======== Excerpted data ========
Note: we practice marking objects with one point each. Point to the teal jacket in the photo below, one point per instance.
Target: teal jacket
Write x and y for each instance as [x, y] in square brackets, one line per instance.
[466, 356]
========
======== Excerpted data ========
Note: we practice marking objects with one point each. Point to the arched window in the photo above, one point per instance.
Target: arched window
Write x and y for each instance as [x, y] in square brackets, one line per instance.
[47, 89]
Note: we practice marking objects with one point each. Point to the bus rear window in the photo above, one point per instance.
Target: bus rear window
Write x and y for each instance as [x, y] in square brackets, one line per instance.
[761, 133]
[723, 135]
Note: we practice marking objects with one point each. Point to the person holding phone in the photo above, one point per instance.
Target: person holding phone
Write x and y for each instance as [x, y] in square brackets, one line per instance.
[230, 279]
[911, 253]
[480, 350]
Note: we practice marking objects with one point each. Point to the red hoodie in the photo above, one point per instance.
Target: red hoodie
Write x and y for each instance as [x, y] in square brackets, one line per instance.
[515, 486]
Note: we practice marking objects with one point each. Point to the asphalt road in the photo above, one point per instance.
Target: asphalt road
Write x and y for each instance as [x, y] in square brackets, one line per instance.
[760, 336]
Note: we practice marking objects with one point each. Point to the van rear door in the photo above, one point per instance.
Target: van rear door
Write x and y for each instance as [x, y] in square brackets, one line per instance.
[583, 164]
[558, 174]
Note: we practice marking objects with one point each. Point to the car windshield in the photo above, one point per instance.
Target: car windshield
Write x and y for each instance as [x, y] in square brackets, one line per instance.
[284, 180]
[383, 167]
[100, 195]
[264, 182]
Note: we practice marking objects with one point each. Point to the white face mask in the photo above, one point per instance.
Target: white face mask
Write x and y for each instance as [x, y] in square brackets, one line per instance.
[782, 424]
========
======== Excerpted data ========
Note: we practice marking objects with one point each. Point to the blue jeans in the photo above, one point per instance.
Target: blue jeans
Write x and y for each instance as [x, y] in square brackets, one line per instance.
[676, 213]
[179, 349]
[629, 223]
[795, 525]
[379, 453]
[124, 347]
========
Please go through the items above and pull out every line that contains the word "arched". Copy each of those lines unchanged.

Note: we practice marking objects with one point each. Point to the arched window in the photo above, one point per instance.
Target: arched window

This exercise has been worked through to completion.